Exercise details » Reproduce the listing that follows with no differences at all.

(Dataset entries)
---*---

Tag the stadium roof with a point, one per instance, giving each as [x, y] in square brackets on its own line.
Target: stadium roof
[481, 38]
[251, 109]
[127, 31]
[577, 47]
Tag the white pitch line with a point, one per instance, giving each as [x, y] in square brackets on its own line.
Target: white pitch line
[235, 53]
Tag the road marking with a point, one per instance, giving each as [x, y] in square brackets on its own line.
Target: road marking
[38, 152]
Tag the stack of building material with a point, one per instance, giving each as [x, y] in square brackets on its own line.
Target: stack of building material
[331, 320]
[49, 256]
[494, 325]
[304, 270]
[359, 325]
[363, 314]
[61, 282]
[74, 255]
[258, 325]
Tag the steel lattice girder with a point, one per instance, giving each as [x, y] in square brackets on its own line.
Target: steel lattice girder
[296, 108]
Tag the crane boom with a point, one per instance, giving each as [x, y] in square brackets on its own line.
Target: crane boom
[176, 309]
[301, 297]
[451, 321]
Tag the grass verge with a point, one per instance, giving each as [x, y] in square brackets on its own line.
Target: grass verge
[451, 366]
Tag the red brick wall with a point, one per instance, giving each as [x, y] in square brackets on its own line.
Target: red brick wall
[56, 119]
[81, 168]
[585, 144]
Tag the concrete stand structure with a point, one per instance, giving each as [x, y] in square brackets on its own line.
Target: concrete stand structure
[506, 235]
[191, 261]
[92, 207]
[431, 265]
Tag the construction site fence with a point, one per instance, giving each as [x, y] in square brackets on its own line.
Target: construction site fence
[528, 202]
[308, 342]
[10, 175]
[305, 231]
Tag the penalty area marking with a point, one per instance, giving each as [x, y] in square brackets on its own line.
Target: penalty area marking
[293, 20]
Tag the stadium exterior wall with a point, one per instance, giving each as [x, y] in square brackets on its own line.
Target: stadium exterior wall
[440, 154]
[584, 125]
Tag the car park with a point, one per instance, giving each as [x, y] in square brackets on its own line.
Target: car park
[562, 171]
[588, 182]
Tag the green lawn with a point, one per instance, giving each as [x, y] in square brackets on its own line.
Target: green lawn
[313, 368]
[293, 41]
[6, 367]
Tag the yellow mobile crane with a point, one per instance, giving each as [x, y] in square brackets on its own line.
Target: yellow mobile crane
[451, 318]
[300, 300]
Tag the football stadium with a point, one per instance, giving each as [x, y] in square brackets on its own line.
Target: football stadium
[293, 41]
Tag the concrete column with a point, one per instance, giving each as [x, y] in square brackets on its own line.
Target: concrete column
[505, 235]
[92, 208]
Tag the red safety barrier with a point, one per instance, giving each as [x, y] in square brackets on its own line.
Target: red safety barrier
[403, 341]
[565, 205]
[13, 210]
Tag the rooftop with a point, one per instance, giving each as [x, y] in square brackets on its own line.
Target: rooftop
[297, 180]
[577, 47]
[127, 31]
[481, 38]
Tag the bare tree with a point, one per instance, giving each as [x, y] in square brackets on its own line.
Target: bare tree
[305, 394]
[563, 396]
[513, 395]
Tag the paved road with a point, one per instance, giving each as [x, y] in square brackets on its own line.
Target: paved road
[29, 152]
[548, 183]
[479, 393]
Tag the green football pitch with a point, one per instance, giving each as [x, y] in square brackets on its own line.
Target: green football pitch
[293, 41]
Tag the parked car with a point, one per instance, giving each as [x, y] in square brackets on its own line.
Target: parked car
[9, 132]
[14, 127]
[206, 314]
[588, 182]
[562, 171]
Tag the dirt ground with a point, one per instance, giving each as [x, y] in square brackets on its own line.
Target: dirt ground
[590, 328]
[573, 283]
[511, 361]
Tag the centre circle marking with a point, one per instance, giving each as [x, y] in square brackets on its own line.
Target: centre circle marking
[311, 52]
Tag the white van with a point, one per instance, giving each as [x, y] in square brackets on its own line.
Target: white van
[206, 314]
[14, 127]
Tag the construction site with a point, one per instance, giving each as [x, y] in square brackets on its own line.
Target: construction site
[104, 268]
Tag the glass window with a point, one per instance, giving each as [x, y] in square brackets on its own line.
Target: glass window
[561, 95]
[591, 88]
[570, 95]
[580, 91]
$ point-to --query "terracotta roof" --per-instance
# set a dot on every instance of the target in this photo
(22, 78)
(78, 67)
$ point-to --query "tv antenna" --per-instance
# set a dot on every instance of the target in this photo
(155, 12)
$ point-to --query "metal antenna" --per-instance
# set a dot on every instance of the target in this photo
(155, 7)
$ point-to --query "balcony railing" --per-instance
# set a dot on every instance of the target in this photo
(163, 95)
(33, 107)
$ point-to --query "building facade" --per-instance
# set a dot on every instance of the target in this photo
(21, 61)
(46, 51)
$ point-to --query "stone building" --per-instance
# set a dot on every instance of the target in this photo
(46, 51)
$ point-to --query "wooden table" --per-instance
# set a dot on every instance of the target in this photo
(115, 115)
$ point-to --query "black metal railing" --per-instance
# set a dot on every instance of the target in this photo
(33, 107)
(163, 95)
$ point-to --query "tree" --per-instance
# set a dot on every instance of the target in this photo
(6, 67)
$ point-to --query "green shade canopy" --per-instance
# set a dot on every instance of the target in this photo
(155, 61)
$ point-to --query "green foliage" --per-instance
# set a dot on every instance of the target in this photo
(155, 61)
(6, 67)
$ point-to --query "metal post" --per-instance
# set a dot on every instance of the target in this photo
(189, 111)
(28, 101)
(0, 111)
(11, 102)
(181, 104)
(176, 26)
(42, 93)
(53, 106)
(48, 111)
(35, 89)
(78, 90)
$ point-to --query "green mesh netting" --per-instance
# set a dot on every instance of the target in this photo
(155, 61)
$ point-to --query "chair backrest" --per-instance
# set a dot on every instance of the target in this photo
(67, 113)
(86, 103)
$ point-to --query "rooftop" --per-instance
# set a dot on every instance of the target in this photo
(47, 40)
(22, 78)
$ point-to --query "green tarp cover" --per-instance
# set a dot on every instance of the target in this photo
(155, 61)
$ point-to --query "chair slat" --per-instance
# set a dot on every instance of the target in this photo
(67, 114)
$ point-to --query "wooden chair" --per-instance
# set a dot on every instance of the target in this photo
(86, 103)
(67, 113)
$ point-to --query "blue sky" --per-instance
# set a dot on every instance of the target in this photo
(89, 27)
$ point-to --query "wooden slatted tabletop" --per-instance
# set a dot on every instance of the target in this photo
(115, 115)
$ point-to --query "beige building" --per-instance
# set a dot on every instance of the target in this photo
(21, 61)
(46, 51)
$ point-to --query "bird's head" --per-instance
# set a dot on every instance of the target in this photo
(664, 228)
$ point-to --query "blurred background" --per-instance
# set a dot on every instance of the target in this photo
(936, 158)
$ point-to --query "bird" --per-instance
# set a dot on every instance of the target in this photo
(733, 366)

---*---

Answer below »
Tag the stadium roof with a point, one per instance, giving each as [x, y] in square brackets on its own line.
Target: stadium roof
[481, 38]
[251, 109]
[127, 31]
[577, 47]
Tag the white pitch line with a point, one per instance, giving each as [x, y] in square brackets on its own line.
Target: white pitch line
[235, 53]
Tag the road marking with a point, one per instance, giving each as [x, y] in square brackets on its own line.
Target: road marking
[38, 152]
Tag the stack of building material with a point, one per instance, giving each as [x, y] in square brackets on its own line.
Target: stack of building material
[331, 320]
[49, 256]
[494, 325]
[304, 270]
[359, 325]
[363, 314]
[61, 282]
[74, 255]
[258, 325]
Tag the steel lattice girder with a point, one per instance, giving each as [x, y] in square brackets on its own line.
Target: steel lattice girder
[296, 108]
Tag the crane boom with a point, one per instance, giving each as [x, y] in square brackets on its own line.
Target: crane boom
[176, 309]
[301, 297]
[451, 321]
Tag the grass verge with a point, one per instance, giving each as [x, y] in square brackets on its own line.
Target: grass verge
[451, 366]
Tag the red brick wall with a point, one per instance, giving each as [x, y] in square brackets on its own line.
Target: red brick wall
[56, 119]
[81, 168]
[585, 144]
Tag the concrete stand structure with a point, one per instance, giving each as [x, y] in square brackets on its own line.
Target: concrete stand structure
[506, 235]
[191, 261]
[92, 207]
[431, 265]
Tag the construction site fence with a point, one per instance, giving each as [x, y] in square brackets on its own line.
Target: construction site fence
[528, 202]
[308, 342]
[10, 175]
[305, 231]
Tag the penalty area marking with a point, one per instance, giving each as [x, y] in square brackets on its own line.
Target: penalty area marking
[293, 20]
Tag the stadium exterior wall with a point, one per instance, giving each as [x, y] in square brackets on its own line.
Target: stadium exterior wall
[440, 154]
[584, 125]
Tag the car park with a point, one per instance, giving each as [x, y] in square brackets on its own line.
Target: car park
[562, 171]
[588, 182]
Tag the green lawn with a point, one per instance, giving each as [x, y] in square brackets on its own line.
Target: green lawn
[313, 368]
[293, 41]
[6, 367]
Tag the yellow mobile crane with a point, one per instance, giving each as [x, y] in square brackets on its own line.
Target: yellow mobile crane
[451, 318]
[300, 300]
Tag the football stadium with a point, one per instance, giving each as [x, y] in square brackets on its own line.
Target: football stadium
[293, 41]
Tag the concrete column with a point, one per instance, giving each as [x, y] in square brackets on its own line.
Target: concrete column
[505, 235]
[92, 208]
Tag the red safety barrier with a point, one per instance, giving each as [x, y] in square brackets on its own line.
Target: red safety barrier
[403, 341]
[565, 205]
[13, 210]
Tag the rooftop with a point, one per instance, giving each as [x, y] in square brackets on its own line.
Target: rooftop
[297, 180]
[577, 47]
[127, 31]
[481, 38]
Tag the bare tree with a point, one per instance, giving each as [x, y] in square brackets on its own line.
Target: bare tree
[305, 394]
[563, 396]
[513, 395]
Tag the paved road with a point, one per instance, giving each as [x, y] in square brackets on its own line.
Target: paved road
[29, 152]
[548, 183]
[479, 393]
Tag the green football pitch with a point, one per instance, giving each as [x, y] in square brackets on its own line.
Target: green football pitch
[293, 41]
Tag the parked car with a point, one per instance, giving each as [x, y] in square brackets on its own line.
Target: parked car
[9, 132]
[14, 127]
[206, 314]
[588, 182]
[562, 171]
Tag the dirt ground with a point, one per instance, giving each as [x, y] in square brackets on its own line.
Target: dirt ground
[590, 328]
[573, 283]
[511, 361]
Tag the centre circle marking with a point, one per instance, giving each as [x, y] in square brackets on its own line.
Target: centre circle marking
[311, 52]
Tag the white van with a point, one per instance, giving each as [x, y] in square brackets on its own line.
Target: white van
[206, 314]
[14, 127]
Tag the construction site with a point, one per instance, giving each as [x, y] in square brackets on its own line.
Target: construction site
[104, 268]
Tag the glass window with a point, one per instance, giving each as [x, y] in square brackets on its own line.
Target: glass window
[561, 95]
[591, 88]
[570, 95]
[580, 91]
$ point-to --query "terracotta roof" --per-instance
# set a dot on every instance of the target in this photo
(22, 78)
(78, 67)
$ point-to --query "tv antenna" --per-instance
# set a dot on every instance of the target in this photo
(155, 12)
$ point-to --query "metal antenna" --per-instance
# set a dot on every instance of the target in this photo
(155, 7)
$ point-to --query "balcony railing" --per-instance
# set a dot on every instance of the target in this photo
(163, 95)
(33, 107)
$ point-to --query "building facade" --per-instance
# set a dot on every instance of the target in this photo
(21, 61)
(46, 51)
$ point-to --query "stone building" --per-instance
# set a dot on every instance of the target in this photo
(46, 51)
$ point-to --query "wooden table" --per-instance
# set a dot on every instance of the target in this photo
(115, 115)
$ point-to --query "black metal railing" --per-instance
# set a dot on every instance of the target in this photo
(33, 107)
(163, 95)
$ point-to --query "tree" --per-instance
# set a dot on every instance of the target in this photo
(6, 67)
$ point-to --query "green shade canopy" --per-instance
# set a dot on every instance of the target in this photo
(155, 61)
$ point-to --query "green foliage" --per-instance
# set a dot on every instance of the target in this photo
(155, 61)
(6, 67)
$ point-to --query "metal post" --per-instance
# set a dot on every instance of the target in this photo
(189, 111)
(28, 101)
(0, 111)
(11, 102)
(181, 104)
(176, 26)
(42, 93)
(53, 106)
(48, 111)
(35, 89)
(78, 90)
$ point-to --query "green mesh netting" --per-instance
# set a dot on every instance of the target in this photo
(155, 61)
$ point-to --query "chair backrest" --per-instance
# set a dot on every instance of the target in this photo
(67, 113)
(86, 103)
$ point-to --query "rooftop" --per-instance
# set a dot on every instance of the target in this photo
(47, 40)
(22, 78)
$ point-to --query "green tarp cover" --per-instance
# set a dot on every instance of the target in this photo
(155, 61)
$ point-to --query "chair slat" --per-instance
# set a dot on every instance of the target in this photo
(67, 114)
$ point-to --query "wooden chair" --per-instance
# set a dot on every instance of the target in this photo
(86, 103)
(67, 113)
$ point-to --query "blue sky" --per-instance
# set a dot on every instance of the target in this photo
(89, 27)
$ point-to --query "wooden slatted tabletop" --per-instance
# set a dot on every instance of the target in this photo
(115, 115)
$ point-to --query "beige building" --per-instance
# set a dot on every instance of the target in this photo
(21, 61)
(46, 51)
$ point-to --query "bird's head" --per-instance
# set a dot on every instance of the target in this photo
(664, 228)
$ point-to --query "blurred background" --per-instance
# set a dot on every instance of the target in this photo
(936, 158)
$ point-to --query "bird" --per-instance
# set a dot on every instance of the target in this photo
(733, 366)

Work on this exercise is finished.